VSM was performed to investigate the magnetic properties of Fe3O4 and MO-20 at room temperature. In Figure 4a, the hysteresis loops that are characteristic of superparamagnetic behavior can be observed for Fe3O4 nanoparticles. There is no hysteresis in the magnetization curve with both remanence and coercivity being zero, indicating that these magnetic nanoparticles are superparamagnetic. This feature is an important property needed for magnetic targeting carriers, because capillary blockage by aggregations formed by residue magnetism after removal of the applied field will be avoided [10]. The saturation magnetization of MO-20 (Figure 4b) is found to be 3.65 emu/g. This value is significatively lower than for magnetite nanoparticles (55 emu/g) reasonably due to the three coating layers of oleic acid, onco A and copolymer. Hu et al. [10] observed an 86% decrease in saturation magnetization with the addition of organic compounds on the surface of magnetite. Barreto et al. [13] observed a 94% decrease in saturation magnetization after encapsulation with quercetin and triblock copolymer. This feature renders the nanoparticles promising candidates for highly efficient magnetic manipulation when used as drug delivery carriers [28].

The room temperature hysteresis curves (Figure 4a,b) M(H) of these samples can be well described by a Langevin function, M/M0= coth (μH/kB) − kBTH with μ the magnetic moment, H the external magnetic field, T the temperature, and kB the Boltzmann constant. The particle size can be inferred from the Langevin function adjusting the parameter a = μ/kB, which is related to the particle diameter d as a = 4π(d/2)3M0/3kB. Thus, by using this fitting with parameters a of 1 and 1.4 gives us average diameters respectively of 11.5 nm for Fe3O4 and 29.8 nm for MO-20. These results agree with the magnetite size determined by XRD and TEM (see Figure 5), respectively. Similar outcomes were demonstrated by Barreto et al. [13] upon studying the hysteresis loop of quercetin and the triblock copolymer E137S18E137-coated magnetite nanoparticles.

The Fe3O4 nanoparticles and MO-20 nanosystem morphology were furthermore investigated by TEM analysis, as shown in Figure 5. Size polydisperse Fe3O4 nanoparticles maintain a round-shaped profile with an average crystallite size of 13 nm typically agglomerated according to flower-like nano-architectures due to interparticle magneto-dipole interactions. In the case of MO-20 nanosystem, the particles showed less tendency to aggregation, rationally due to organic coating-promoted reduction of Fe3O4 surface energy and dipolar attraction, with a substantial increase of the overall particle size up to 30 ± 2 nm. These results accord with sizes determined by XRD and VSM analyses (Figures 2 and 4, respectively). It was also observed the decrease of the agglomeration by TEM after modifications in the surface of magnetic nanoparticles [29,30].

### Actions to take
- a) Duplicate the portion of the magnetite nanoparticle passage that begins at the words "The room temperature" and stops after the words "E137S18E137-coated magnetite nanoparticles.".
- b) In the magnetite nanoparticle passage, which symbols are defined right after the Langevin function, and what does each stand for?

### Exercise data
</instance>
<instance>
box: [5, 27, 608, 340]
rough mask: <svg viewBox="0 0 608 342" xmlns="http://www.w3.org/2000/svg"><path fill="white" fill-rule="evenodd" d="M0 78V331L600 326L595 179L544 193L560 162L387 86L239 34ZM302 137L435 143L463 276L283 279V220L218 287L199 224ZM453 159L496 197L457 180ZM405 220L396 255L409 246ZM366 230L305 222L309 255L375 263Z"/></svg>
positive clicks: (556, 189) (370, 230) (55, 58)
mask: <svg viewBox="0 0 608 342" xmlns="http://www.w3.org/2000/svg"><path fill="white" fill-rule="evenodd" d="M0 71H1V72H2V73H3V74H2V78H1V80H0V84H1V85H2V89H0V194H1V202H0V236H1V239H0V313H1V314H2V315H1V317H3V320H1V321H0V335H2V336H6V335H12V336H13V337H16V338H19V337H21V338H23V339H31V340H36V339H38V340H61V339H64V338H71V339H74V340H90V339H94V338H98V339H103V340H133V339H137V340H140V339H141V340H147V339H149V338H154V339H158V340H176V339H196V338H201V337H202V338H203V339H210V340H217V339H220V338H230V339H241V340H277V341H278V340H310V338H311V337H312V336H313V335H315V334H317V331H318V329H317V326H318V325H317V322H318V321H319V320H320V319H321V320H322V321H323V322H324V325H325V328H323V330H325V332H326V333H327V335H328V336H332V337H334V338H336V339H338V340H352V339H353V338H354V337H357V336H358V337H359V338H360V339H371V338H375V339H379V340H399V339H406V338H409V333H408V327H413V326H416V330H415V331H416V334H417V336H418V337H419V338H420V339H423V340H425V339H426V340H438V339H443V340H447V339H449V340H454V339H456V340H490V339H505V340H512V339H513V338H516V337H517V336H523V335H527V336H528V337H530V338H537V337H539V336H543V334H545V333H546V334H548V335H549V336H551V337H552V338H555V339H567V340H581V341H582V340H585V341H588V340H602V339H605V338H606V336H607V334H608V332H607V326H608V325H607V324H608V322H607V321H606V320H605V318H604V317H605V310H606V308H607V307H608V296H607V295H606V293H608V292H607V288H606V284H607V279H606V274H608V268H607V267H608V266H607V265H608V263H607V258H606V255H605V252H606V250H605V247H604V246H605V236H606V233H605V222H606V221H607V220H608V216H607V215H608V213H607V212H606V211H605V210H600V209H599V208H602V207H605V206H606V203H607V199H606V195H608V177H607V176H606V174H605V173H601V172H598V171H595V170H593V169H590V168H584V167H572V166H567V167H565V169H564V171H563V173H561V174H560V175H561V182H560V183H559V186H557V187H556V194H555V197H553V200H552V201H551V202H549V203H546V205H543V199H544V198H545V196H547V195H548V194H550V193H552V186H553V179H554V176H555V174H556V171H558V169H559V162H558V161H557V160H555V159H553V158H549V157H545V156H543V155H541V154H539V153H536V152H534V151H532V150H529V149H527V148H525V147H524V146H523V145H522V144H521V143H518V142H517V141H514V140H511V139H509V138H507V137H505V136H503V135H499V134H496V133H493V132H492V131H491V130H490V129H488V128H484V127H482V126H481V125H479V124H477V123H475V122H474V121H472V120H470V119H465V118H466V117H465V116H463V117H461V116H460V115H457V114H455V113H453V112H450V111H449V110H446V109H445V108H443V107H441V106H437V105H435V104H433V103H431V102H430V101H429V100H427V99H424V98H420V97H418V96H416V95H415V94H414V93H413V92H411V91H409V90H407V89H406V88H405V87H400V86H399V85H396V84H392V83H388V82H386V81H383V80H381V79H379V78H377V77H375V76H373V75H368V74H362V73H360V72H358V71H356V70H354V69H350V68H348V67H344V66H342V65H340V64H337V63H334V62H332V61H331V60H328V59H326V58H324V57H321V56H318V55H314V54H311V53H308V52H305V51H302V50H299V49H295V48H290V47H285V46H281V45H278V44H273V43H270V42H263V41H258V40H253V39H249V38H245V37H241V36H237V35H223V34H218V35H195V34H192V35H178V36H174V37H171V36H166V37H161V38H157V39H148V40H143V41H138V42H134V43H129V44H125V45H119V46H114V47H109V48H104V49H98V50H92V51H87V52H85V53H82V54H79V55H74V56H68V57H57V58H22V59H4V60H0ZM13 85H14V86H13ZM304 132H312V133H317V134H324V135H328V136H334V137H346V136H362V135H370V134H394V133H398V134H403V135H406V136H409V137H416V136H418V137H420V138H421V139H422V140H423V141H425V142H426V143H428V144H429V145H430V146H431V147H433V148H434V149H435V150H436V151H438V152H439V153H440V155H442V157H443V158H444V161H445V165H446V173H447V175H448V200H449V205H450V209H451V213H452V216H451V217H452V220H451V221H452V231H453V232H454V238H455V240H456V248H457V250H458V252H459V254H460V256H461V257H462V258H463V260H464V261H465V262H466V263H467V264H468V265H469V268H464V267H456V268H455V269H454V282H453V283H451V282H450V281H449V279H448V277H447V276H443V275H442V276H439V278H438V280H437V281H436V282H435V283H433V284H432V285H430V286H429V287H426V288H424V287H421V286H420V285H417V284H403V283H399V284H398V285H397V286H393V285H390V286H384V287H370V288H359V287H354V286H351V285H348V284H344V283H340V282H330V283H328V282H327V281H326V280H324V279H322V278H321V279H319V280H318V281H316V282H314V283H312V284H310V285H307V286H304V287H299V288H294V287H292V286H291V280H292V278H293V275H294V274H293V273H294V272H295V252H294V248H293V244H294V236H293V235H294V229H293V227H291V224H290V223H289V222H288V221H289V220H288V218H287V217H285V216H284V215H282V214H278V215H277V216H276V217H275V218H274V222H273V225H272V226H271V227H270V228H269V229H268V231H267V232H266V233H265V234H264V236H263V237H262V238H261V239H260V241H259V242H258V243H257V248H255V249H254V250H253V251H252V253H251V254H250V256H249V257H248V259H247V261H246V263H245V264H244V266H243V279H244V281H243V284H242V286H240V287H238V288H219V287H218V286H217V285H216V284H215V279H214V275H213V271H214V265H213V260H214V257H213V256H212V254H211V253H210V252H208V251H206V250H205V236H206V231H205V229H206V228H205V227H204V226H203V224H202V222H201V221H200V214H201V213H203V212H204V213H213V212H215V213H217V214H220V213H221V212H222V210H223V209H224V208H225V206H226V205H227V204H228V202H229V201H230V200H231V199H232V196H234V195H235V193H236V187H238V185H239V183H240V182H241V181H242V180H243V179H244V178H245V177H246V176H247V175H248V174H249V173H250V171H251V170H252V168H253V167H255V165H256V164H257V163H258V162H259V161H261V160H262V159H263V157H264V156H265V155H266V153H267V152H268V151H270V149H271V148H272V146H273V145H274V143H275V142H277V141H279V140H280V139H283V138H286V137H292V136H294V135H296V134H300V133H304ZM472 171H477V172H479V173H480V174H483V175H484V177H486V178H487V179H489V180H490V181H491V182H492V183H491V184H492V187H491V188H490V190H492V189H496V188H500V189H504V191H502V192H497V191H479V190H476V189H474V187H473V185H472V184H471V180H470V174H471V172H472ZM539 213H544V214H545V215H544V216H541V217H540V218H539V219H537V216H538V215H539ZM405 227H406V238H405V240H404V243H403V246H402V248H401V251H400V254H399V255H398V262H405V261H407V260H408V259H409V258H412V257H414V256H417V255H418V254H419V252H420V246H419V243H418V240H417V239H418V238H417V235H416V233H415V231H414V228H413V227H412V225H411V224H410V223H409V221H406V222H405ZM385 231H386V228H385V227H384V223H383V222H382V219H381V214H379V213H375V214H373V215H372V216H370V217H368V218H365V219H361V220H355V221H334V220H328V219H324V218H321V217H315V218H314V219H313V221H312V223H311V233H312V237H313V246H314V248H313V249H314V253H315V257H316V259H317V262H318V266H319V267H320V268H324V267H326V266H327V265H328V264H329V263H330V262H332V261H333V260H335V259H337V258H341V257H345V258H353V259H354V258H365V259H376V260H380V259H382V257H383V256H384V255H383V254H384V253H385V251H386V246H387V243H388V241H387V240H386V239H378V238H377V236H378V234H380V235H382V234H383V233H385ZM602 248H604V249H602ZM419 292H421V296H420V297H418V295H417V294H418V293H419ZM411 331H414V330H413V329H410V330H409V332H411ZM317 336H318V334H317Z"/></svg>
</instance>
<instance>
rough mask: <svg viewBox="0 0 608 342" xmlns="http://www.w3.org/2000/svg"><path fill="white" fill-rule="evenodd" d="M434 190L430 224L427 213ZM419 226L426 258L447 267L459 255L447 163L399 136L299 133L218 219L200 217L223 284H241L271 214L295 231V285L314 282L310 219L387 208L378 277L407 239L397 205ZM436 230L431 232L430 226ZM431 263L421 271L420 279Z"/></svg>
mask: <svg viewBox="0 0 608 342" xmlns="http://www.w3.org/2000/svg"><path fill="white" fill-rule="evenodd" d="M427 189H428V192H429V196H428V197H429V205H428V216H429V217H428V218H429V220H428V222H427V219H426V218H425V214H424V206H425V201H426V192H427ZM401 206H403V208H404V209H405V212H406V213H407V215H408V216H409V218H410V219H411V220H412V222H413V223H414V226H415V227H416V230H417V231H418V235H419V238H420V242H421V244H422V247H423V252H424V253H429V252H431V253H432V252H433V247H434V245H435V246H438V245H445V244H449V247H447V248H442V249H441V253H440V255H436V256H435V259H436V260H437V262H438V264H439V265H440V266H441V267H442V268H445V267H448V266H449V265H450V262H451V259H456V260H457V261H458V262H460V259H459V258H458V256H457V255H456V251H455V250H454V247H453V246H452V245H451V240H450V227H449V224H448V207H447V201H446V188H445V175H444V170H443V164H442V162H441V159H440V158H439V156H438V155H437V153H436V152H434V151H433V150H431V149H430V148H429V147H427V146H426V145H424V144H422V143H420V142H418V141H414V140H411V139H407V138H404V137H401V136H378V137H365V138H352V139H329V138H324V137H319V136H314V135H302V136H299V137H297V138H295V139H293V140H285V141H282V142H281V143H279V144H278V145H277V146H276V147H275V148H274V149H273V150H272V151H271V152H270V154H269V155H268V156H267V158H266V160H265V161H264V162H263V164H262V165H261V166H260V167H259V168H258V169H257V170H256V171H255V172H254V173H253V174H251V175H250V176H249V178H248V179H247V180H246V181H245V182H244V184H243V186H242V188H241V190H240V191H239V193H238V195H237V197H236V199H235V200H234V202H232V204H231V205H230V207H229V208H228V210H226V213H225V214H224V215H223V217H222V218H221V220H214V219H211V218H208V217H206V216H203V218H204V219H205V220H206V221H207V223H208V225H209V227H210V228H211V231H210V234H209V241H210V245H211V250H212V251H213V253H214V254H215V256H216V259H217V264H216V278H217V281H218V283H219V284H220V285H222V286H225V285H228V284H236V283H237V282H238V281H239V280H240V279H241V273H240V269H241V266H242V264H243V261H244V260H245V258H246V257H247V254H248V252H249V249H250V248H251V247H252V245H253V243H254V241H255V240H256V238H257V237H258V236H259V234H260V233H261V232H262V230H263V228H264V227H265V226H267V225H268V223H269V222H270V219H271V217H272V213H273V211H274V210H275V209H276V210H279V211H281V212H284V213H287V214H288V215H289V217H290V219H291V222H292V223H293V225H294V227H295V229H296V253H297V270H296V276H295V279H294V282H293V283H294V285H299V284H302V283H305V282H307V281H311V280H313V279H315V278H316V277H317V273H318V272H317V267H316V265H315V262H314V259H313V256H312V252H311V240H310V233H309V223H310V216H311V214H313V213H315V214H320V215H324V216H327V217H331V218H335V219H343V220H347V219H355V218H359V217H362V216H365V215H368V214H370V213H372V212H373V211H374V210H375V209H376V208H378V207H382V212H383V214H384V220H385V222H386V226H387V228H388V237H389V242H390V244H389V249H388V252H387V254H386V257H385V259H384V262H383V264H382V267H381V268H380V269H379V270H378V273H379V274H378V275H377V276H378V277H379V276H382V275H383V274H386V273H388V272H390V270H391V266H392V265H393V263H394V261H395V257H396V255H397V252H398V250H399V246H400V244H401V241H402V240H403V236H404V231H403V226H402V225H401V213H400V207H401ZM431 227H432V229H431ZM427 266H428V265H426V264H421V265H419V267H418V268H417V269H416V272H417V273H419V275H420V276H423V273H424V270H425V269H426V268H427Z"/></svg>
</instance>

### Results of the tasks
- a)
The room temperature hysteresis curves (Figure 4a,b) M(H) of these samples can be well described by a Langevin function, M/M0= coth (μH/kB) − kBTH with μ the magnetic moment, H the external magnetic field, T the temperature, and kB the Boltzmann constant. The particle size can be inferred from the Langevin function adjusting the parameter a = μ/kB, which is related to the particle diameter d as a = 4π(d/2)3M0/3kB. Thus, by using this fitting with parameters a of 1 and 1.4 gives us average diameters respectively of 11.5 nm for Fe3O4 and 29.8 nm for MO-20. These results agree with the magnetite size determined by XRD and TEM (see Figure 5), respectively. Similar outcomes were demonstrated by Barreto et al. [13] upon studying the hysteresis loop of quercetin and the triblock copolymer E137S18E137-coated magnetite nanoparticles.

- b)
- μ: the magnetic moment
- H: the external magnetic field
- T: the temperature
- kB: the Boltzmann constant